## Start INPUT MATERIAL

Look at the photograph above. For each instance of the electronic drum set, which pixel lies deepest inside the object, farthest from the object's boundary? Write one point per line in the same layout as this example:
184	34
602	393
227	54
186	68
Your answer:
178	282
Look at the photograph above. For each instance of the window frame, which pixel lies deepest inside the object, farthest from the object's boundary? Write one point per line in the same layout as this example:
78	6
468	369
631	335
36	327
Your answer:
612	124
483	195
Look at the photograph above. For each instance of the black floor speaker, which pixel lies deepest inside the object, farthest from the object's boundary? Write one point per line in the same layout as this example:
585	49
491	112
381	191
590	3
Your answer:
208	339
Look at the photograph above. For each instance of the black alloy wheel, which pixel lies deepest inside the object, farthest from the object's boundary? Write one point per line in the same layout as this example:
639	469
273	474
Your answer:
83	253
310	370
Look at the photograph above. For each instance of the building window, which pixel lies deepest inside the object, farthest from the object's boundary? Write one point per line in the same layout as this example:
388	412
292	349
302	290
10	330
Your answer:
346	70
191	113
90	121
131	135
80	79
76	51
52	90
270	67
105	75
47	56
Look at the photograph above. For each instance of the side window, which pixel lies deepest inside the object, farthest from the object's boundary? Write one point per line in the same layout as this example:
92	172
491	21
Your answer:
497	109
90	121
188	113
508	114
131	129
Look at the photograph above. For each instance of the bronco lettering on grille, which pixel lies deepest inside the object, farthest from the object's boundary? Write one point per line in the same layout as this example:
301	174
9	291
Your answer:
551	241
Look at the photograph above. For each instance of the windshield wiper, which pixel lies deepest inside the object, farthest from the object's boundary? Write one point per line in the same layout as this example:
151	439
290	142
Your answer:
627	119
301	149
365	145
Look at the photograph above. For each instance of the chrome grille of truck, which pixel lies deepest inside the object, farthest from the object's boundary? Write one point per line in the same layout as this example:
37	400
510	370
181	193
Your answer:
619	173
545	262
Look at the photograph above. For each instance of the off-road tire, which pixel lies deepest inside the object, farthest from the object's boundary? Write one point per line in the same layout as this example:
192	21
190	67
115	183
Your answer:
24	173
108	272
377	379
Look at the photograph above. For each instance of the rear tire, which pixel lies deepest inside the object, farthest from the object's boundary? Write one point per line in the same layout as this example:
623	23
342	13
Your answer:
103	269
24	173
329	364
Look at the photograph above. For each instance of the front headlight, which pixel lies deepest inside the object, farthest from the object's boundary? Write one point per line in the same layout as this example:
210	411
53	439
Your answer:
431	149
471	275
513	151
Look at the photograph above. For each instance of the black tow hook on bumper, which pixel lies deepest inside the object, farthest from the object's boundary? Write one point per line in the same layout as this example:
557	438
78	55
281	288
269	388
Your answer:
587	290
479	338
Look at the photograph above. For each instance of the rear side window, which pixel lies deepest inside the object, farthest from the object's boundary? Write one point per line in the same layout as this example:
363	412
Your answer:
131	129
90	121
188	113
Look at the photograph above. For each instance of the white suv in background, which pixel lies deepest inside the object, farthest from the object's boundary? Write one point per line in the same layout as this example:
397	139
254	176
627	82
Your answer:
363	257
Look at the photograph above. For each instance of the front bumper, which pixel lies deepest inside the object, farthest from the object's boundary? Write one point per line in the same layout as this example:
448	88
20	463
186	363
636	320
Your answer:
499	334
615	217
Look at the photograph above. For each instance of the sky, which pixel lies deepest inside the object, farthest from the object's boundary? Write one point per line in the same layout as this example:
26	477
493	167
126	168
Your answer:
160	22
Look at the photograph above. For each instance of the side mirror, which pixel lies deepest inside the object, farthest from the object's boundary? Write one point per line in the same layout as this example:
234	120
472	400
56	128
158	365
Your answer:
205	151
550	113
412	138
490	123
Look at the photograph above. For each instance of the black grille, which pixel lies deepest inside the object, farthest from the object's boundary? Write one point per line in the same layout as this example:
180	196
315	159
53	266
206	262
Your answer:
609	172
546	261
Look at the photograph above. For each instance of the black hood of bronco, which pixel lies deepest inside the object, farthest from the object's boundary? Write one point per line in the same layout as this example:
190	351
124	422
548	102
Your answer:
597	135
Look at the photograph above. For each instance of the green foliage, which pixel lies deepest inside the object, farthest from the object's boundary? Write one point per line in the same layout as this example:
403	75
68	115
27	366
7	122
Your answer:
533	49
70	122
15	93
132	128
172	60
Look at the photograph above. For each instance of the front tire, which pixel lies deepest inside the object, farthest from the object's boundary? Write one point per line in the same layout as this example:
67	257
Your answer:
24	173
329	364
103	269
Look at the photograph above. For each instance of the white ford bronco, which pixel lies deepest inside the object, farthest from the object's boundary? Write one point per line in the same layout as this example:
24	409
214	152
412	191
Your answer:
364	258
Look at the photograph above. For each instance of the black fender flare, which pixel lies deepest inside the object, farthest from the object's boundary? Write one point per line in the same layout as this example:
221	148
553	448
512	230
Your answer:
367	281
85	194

## End INPUT MATERIAL

GIVEN REQUEST
Render every line of the entries above as a numbered list, leaving out any blank lines.

ANSWER IN FULL
1. Look at the photograph above. For each instance of the electronic drum set, which pixel lies deepest inside the object, farthest from the object's boundary? Write one point per line in the same layout as this example:
2. 184	34
3. 602	393
4. 227	54
5. 186	68
6. Your answer:
7. 178	282
8. Look at the photograph above. For each instance of the window frame, which pixel lies deepest inside the object, farthest from the object's boundary? Write one point per line in the same layout as this example:
9. 78	6
10. 468	369
11. 631	335
12. 36	327
13. Your answer:
14. 612	124
15. 483	195
16. Look at the photograph above. For each instance of the black floor speaker, which pixel lies deepest inside the object, farthest from the object's boundary? Write one point per line in the same layout as this example:
17. 585	49
18. 491	112
19. 381	191
20. 590	3
21. Your answer:
22. 208	339
23. Look at the photograph above. For each instance of the black alloy wheel, which pixel lies deepest inside the object, farthest from the object's boundary? Write one point per line in the same layout as this example:
24. 639	469
25. 273	474
26. Your answer:
27. 83	253
28. 310	370
29. Look at the photograph above. For each instance of the building window, which pixel lies deepest inside the object, farthest from the object's boundary? Write one point per line in the same layout as this example:
30. 388	412
31. 292	349
32. 302	290
33. 10	330
34. Your answer:
35. 346	70
36. 191	113
37. 90	121
38. 131	135
39. 80	79
40. 76	51
41. 52	90
42. 270	67
43. 105	75
44. 47	56
45. Look at the photograph above. For each instance of the side window, which pixel lies deepest inside the object, farthest from the object's boundary? Write one point per line in the same layout as this example:
46. 92	172
47. 491	21
48. Your answer:
49. 497	109
50. 90	121
51. 188	113
52. 508	114
53. 131	129
54. Look at the photograph above. For each instance of the bronco lettering on grille, which pixel lies deepest inside the object, farthest from the object's boundary? Write one point per line in the same layout as this example:
55. 301	174
56. 9	291
57. Your answer:
58. 551	241
59. Look at the photograph above. For each instance of the windshield wiper, which pixel lies deepest inside the object, farthest from the object's boundary? Write one point per line in the same layout as this example:
60. 151	439
61. 290	142
62. Your answer:
63. 627	119
64. 301	149
65. 365	145
66. Look at the photograph above. For each instance of the chrome grille of truck, which pixel lies deepest inside the object, farthest from the object's boundary? Write one point per line in the same layout as this example:
67. 37	400
68. 510	370
69. 181	193
70. Your answer:
71. 619	173
72. 545	262
73. Look at the photograph above. For each instance of the off-road tire, which pixel lies deepest inside the object, farthest from the object's boundary? Write one point per line in the same layout as this example:
74. 192	21
75. 190	67
76. 115	183
77. Your answer:
78. 24	173
79. 108	272
80. 377	379
81. Look at the photograph above. For each instance of the rear tire, which pixel lies deepest inside the object, farthest from the object's boundary? Write one point per line in the same layout as this example:
82. 623	23
83. 342	13
84. Your answer:
85. 103	269
86. 24	173
87. 329	364
88. Look at the photograph above. For each instance of the front headlight, which pixel lies deepest inside the object, farthest from the object's boundary? Write one point per line in the same layout as this example:
89. 210	411
90. 53	439
91. Your answer:
92. 431	149
93. 471	275
94. 513	151
95. Look at the photograph above. For each instance of the black tow hook on bumper, which pixel lies deepest inside the object, farthest from the object's boundary? Write one point per line in the same layout as this example:
96. 557	438
97. 78	55
98. 281	288
99. 269	388
100. Your answer:
101. 587	290
102. 479	338
103. Look at the photograph above. For each instance of the rear side window, which pixel lies deepest inside the object, farthest from the object's boundary? Write one point per line in the same layout as this example:
104. 363	412
105. Your answer:
106. 131	129
107. 90	121
108. 188	113
109. Look at the photograph above. For each instance of the white suv in background, which pixel lies deepest inside the object, farthest from the object's boundary? Write one point per line in the same layout as this example:
110. 397	139
111. 254	176
112. 627	82
113. Your answer:
114. 363	257
115. Look at the photograph above. For each instance of the front bumper, which pixel lies deepest inside the object, farthest from the object's boundary? Write one point per line in the same layout as this example:
116. 448	88
117. 20	463
118. 186	363
119. 636	320
120. Your answer:
121. 499	334
122. 615	217
123. Look at the photograph above. For each instance of the sky, which pixel lies deepest inside the object, farthest from the object's boundary? Write one point per line in the same layout as this example:
124. 26	477
125. 493	167
126. 126	168
127. Your answer:
128. 160	22
129. Look at the photograph above. For each instance of the side mirror, which pixel lies deepest inside the object, farthest from the object's boundary? Write one point per line in the same layout as this example:
130. 234	120
131. 472	400
132. 56	128
133. 158	365
134. Your answer:
135. 205	151
136. 550	113
137. 412	138
138. 490	123
139. Look at the photograph above. For each instance of the black grille, which pixel lies deepest inside the object, farthest from the object's boundary? Write one point per line in the same layout as this example:
140. 180	196
141. 315	159
142. 53	266
143. 206	262
144. Your answer:
145. 609	172
146. 546	261
147. Look at the photograph above. For each instance of the black hood of bronco, which pixel lies deepest inside the object, farthest from the object's boundary? Write one point per line in the same layout as this example:
148. 190	351
149. 124	422
150. 548	102
151. Your answer:
152. 597	135
153. Look at the photograph above. For each instance of the green foliage, which pixel lies deepest inside the object, farthest from the object's boundary? Write one point per line in the same layout as this example:
154. 403	75
155. 68	115
156. 27	366
157. 7	122
158. Your answer:
159. 533	49
160. 70	122
161. 15	93
162. 132	128
163. 172	60
164. Look at the photograph above. For each instance of the front tire, which pixel lies deepest inside the object, farthest from the object's boundary? Write one point per line in the same layout as this example:
165. 67	257
166. Your answer:
167. 24	173
168. 329	364
169. 103	269
170. Look at the photograph above. For each instance of the white ford bronco, which pixel lies deepest inside the object, farthest from the object's boundary? Write one point per line in the same layout as this example:
171. 24	409
172. 214	152
173. 412	191
174. Your answer:
175. 364	258
176. Look at the photograph above. For each instance of the black fender flare, which pixel lies deepest inside the object, farthest from the object's boundary? Write one point per line in the same layout as this example:
177. 221	148
178. 553	448
179. 512	230
180. Your answer:
181. 367	281
182. 85	194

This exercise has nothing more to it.